Extracted information:
== Segment start ==

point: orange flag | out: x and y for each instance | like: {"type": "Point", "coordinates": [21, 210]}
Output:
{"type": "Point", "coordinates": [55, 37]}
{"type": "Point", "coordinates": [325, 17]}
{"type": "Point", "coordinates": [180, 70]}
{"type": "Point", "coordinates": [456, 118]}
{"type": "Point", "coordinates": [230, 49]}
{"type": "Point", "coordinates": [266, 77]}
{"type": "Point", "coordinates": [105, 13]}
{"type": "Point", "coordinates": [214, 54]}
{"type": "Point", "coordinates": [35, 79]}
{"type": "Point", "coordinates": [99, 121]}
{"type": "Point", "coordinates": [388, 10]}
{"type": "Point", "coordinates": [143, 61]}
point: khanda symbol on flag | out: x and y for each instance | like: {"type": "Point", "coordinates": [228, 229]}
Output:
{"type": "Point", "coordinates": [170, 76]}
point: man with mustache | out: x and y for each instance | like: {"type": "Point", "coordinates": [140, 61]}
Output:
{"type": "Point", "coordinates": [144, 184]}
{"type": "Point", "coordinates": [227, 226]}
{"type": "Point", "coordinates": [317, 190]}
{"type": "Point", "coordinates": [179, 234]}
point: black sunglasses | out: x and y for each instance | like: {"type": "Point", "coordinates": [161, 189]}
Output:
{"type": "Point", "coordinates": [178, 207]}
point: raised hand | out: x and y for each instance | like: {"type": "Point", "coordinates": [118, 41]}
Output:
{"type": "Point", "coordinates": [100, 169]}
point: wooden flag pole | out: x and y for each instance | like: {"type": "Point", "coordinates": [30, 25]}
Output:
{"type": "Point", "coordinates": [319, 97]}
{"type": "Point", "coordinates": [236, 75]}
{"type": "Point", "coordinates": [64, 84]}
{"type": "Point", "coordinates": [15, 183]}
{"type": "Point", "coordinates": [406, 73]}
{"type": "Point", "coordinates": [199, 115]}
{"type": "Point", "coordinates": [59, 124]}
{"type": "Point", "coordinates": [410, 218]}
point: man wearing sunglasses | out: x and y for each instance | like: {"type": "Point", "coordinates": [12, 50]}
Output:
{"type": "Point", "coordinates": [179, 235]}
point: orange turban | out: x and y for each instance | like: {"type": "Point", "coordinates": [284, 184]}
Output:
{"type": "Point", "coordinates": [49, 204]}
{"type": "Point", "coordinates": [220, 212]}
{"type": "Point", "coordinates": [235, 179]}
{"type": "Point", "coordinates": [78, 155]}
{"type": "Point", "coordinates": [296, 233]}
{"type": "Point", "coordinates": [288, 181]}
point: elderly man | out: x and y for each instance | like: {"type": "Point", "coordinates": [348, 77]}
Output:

== Segment end ==

How to complete this task:
Copy out the lines from the line containing "point: man wearing" to the end of the listing above, without alteration.

Response to this exercise:
point: man wearing sunglasses | out: x and y for each instance | like: {"type": "Point", "coordinates": [12, 50]}
Output:
{"type": "Point", "coordinates": [179, 235]}
point: orange turban | out: x and y for each instance | like: {"type": "Point", "coordinates": [284, 184]}
Output:
{"type": "Point", "coordinates": [49, 204]}
{"type": "Point", "coordinates": [220, 212]}
{"type": "Point", "coordinates": [235, 179]}
{"type": "Point", "coordinates": [78, 155]}
{"type": "Point", "coordinates": [296, 233]}
{"type": "Point", "coordinates": [288, 181]}
point: elderly man | out: x and y for each instance | like: {"type": "Point", "coordinates": [348, 77]}
Output:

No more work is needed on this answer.